==== Provided data
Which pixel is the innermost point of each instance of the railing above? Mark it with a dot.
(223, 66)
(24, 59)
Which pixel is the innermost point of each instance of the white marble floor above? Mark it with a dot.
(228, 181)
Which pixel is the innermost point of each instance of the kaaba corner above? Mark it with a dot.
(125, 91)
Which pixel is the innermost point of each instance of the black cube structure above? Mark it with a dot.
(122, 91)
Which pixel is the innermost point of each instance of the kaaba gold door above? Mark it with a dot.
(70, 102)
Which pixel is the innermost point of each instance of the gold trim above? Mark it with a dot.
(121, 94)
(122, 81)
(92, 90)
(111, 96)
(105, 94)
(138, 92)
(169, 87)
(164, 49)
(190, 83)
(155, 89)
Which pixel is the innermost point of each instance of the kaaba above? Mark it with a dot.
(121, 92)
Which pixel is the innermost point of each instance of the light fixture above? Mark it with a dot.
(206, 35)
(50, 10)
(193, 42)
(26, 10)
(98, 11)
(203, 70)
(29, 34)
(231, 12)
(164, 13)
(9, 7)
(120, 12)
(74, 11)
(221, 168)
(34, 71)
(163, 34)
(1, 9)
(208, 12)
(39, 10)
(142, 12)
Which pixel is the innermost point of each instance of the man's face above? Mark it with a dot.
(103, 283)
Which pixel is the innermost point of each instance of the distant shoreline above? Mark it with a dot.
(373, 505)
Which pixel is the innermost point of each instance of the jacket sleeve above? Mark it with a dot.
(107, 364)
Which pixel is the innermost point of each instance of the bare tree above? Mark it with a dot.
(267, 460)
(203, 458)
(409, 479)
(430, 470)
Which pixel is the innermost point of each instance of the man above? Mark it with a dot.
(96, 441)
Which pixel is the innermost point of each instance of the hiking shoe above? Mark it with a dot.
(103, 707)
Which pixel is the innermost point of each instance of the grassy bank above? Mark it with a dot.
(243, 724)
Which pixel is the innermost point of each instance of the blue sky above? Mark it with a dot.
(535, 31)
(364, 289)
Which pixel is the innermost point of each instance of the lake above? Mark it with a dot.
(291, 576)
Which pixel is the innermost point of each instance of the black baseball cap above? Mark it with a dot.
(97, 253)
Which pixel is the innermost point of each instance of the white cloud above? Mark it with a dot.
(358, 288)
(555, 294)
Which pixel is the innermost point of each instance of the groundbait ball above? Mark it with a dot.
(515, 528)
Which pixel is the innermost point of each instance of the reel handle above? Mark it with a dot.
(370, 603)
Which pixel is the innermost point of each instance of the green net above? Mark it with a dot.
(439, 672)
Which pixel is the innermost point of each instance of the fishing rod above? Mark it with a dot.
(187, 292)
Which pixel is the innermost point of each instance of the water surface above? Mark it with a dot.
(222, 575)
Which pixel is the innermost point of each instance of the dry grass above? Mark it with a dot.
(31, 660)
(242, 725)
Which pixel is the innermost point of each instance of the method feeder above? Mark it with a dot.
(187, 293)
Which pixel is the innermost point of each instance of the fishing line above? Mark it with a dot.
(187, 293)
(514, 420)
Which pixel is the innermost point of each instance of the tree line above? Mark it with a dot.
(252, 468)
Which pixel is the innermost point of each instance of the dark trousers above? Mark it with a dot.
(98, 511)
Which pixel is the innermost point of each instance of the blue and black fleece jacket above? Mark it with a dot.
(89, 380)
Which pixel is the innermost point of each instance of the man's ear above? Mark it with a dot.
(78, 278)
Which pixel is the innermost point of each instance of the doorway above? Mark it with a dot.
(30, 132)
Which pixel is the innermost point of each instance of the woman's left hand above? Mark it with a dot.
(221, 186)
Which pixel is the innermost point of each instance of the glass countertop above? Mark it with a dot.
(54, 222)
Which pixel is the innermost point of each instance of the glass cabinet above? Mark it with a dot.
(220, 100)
========
Start to finish, restate the records above word for word.

» Output below
Which pixel is the innermost point of each instance of the railing above? Mark it with a dot.
(223, 66)
(24, 59)
Which pixel is the innermost point of each instance of the white marble floor above? Mark it with a dot.
(228, 181)
Which pixel is the innermost point of each instance of the kaaba corner above? Mark it with a dot.
(125, 91)
Which pixel is the innermost point of each instance of the black cube structure above? Mark it with a dot.
(122, 91)
Which pixel is the innermost point of each instance of the kaaba gold door above? Mark it with a dot.
(70, 102)
Which pixel is the innermost point of each instance of the gold trim above? Mark it with a dot.
(121, 94)
(122, 81)
(92, 90)
(111, 96)
(105, 94)
(138, 92)
(169, 87)
(164, 49)
(190, 83)
(155, 89)
Which pixel is the innermost point of each instance of the kaaba above? Mark it with a dot.
(121, 92)
Which pixel is the innermost point of each instance of the light fixture above? Mark it with a dot.
(206, 35)
(50, 10)
(193, 42)
(26, 10)
(98, 11)
(203, 70)
(29, 34)
(231, 12)
(164, 13)
(9, 7)
(120, 12)
(74, 11)
(221, 168)
(34, 71)
(163, 34)
(1, 9)
(208, 12)
(39, 10)
(142, 12)
Which pixel is the innermost point of each instance of the man's face above? Mark it with a dot.
(103, 283)
Which pixel is the innermost point of each instance of the distant shoreline above? Mark it with a dot.
(373, 505)
Which pixel is the innermost point of each instance of the jacket sleeve above? Mark it with a dot.
(107, 364)
Which pixel is the innermost point of each instance of the bare tree above? Mark it with a dot.
(267, 460)
(203, 458)
(409, 479)
(430, 470)
Which pixel is the innermost point of each instance of the man above? Mark it with a dot.
(96, 441)
Which pixel is the innermost point of each instance of the hiking shoe above? Mark it with a dot.
(103, 707)
Which pixel is the innermost point of each instance of the grassy bank above? Mark it with a dot.
(243, 724)
Which pixel is the innermost point of each instance of the blue sky above? Mark it with a dot.
(535, 31)
(364, 289)
Which pixel is the innermost point of each instance of the lake above? Mark it with a dot.
(291, 576)
Which pixel is the innermost point of each instance of the black baseball cap above? Mark it with a dot.
(97, 253)
Which pixel is the innermost point of each instance of the white cloud above? Mark it with a dot.
(358, 288)
(555, 294)
Which pixel is the innermost point of each instance of the groundbait ball above? Mark it with a dot.
(515, 528)
Which pixel is the innermost point of each instance of the reel handle above? Mark it with a dot.
(370, 603)
Which pixel is the innermost point of each instance of the green net above? Mark it with a dot.
(439, 672)
Which pixel is the innermost point of each instance of the fishing rod above? Mark it with a dot.
(187, 292)
Which pixel is the innermost point of each instance of the water surface above? Mark it with a dot.
(222, 575)
Which pixel is the innermost point of each instance of the dry grass above? Mark it with a dot.
(31, 660)
(242, 725)
Which pixel is the innermost point of each instance of the method feeder above? Mark it with a dot.
(187, 293)
Which pixel is the innermost point of each instance of the fishing line above? Mark it with a dot.
(187, 293)
(514, 420)
Which pixel is the innermost point of each instance of the tree line above? Mark it with a dot.
(252, 468)
Which pixel is the innermost point of each instance of the dark trousers above? Mark it with a dot.
(98, 511)
Which pixel is the innermost point of each instance of the blue and black fleece jacket above? Mark it with a dot.
(89, 380)
Which pixel is the innermost point of each instance of the man's ear above? Mark it with a dot.
(78, 278)
Which pixel is the innermost point of each instance of the doorway above? Mark it with a dot.
(30, 132)
Which pixel is the innermost point of each instance of the woman's left hand above? Mark it with a dot.
(221, 186)
Which pixel is the innermost point of each instance of the glass countertop above? Mark it with a dot.
(54, 222)
Which pixel is the innermost point of each instance of the glass cabinet above? Mark it with a dot.
(220, 100)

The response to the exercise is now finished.